• Source records:
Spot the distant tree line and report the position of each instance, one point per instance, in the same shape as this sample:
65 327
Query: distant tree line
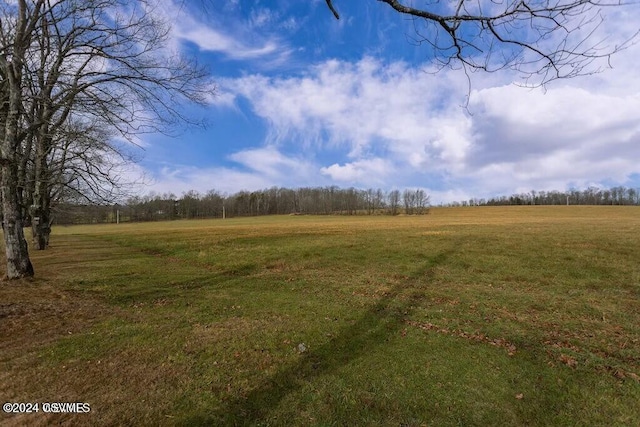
589 196
273 201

• Problem to work on:
Update the data above, replacing every occurrence of "tree line" with "forest edge" and leaving all other text the same. Omit the picture from your answer.

• Reply to the task:
Spot the distant forest edge and report the position of each instance, one point per instance, in the same shape as this sample:
65 327
Query: distant forest edge
589 196
273 201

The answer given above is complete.